Reproduce verbatim the part of the text on infant hearing that opens with the words containing "The first three" and closes with "heard before birth.".

━━ TEXT ━━

Each year, approximately 1 in 300 babies is born with a degree of hearing impairment. About 4,000 of these children are considered profoundly deaf, making hearing loss the most common birth defect in America, according to the AAP.
For these children, timing is everything. The earlier a hearing loss is detected, the more likely it is that interventions such as hearing aids, cochlear implants, and speech therapy will help that child build speech and language skills and be mainstreamed into regular education classrooms. "Cochlear implants and hearing aids can be fitted for babies as young as 6 months old," says J. Thomas Roland Jr., MD, codirector of the Cochlear Implant Center at New York University Medical Center.
The first three years of life usher in the busiest period of language development, with the early months being the most critical. In fact, baby's sense of hearing is fully developed at birth. By about the sixth month of pregnancy, your unborn baby is able to hear sounds, and after he's born, he will recognize his mother's voice. He may even seem to recall a song or other sounds he heard before birth.
Your newborn will react to a loud sound by startling -- jerking his arms and hands outward. And he'll respond by quieting down when you speak to him. Talk, sing, and coo to your baby, who craves the sound of your voice. Babies are most attracted to human voices, and they prefer high-pitched ones like Mom's. Use baby rattles and music to stimulate hearing, and expose her to everyday sounds such as cooking noises, vacuuming, and the sound of older siblings at play. By 6 to 7 months, your baby should begin babbling -- repeating simple sounds like "ga" or "da."

━━━
━━ RECORD EXTRACTS ━━

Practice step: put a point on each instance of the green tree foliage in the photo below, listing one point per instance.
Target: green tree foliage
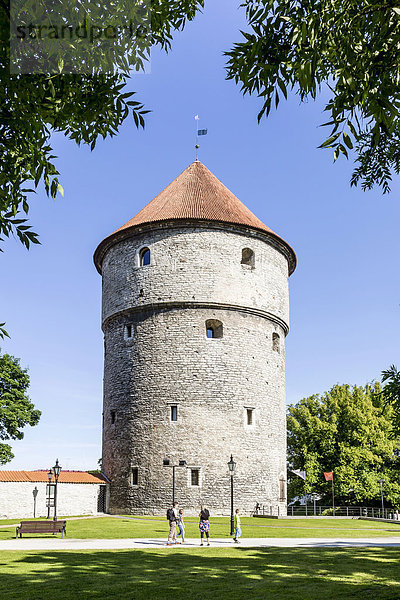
(16, 410)
(81, 91)
(77, 88)
(349, 48)
(347, 430)
(391, 394)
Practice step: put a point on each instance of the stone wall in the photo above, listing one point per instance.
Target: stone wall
(16, 499)
(158, 355)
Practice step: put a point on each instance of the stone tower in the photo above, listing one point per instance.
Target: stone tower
(195, 314)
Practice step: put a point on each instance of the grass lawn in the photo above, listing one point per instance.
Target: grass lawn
(142, 527)
(202, 573)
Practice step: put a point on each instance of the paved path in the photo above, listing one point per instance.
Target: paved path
(51, 544)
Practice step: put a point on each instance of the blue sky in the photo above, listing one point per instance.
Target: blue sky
(345, 293)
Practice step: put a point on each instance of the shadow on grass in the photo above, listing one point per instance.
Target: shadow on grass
(284, 573)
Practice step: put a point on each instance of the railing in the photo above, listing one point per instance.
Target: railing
(340, 511)
(315, 510)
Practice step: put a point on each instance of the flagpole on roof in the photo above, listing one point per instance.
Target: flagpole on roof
(198, 133)
(197, 137)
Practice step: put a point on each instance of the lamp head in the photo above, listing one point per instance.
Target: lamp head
(231, 465)
(56, 469)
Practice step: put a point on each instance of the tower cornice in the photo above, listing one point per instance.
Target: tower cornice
(182, 305)
(268, 237)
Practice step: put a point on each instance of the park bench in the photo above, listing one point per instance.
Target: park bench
(41, 527)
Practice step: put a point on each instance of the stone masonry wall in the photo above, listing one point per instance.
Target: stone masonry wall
(168, 360)
(16, 499)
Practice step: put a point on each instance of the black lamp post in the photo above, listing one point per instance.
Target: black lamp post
(50, 477)
(56, 471)
(383, 506)
(232, 467)
(167, 463)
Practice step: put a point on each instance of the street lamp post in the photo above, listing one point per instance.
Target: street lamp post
(167, 463)
(50, 477)
(35, 493)
(232, 467)
(383, 506)
(56, 471)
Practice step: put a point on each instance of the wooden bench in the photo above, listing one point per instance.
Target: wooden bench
(41, 527)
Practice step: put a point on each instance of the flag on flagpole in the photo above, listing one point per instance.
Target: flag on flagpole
(299, 473)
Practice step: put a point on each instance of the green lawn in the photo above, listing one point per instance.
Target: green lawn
(150, 527)
(202, 573)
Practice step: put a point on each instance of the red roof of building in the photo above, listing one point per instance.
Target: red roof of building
(38, 476)
(196, 194)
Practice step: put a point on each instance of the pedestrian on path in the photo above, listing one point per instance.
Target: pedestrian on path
(204, 524)
(172, 516)
(181, 525)
(238, 530)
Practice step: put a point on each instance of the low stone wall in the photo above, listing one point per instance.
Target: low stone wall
(16, 499)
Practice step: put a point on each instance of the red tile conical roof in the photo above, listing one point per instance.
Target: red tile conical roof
(196, 194)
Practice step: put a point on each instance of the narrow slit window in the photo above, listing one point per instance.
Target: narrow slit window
(276, 342)
(214, 329)
(248, 257)
(144, 257)
(195, 477)
(135, 476)
(174, 413)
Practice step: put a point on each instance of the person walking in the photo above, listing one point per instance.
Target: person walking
(172, 516)
(238, 530)
(181, 525)
(204, 525)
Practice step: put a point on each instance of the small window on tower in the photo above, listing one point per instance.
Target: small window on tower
(144, 257)
(214, 329)
(195, 477)
(276, 342)
(174, 413)
(248, 257)
(135, 476)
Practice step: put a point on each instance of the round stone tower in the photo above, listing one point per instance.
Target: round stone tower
(195, 314)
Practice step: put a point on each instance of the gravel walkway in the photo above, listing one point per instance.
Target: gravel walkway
(129, 544)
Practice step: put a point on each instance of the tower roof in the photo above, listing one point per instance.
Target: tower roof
(196, 194)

━━━

• [TASK SOLUTION]:
The first three years of life usher in the busiest period of language development, with the early months being the most critical. In fact, baby's sense of hearing is fully developed at birth. By about the sixth month of pregnancy, your unborn baby is able to hear sounds, and after he's born, he will recognize his mother's voice. He may even seem to recall a song or other sounds he heard before birth.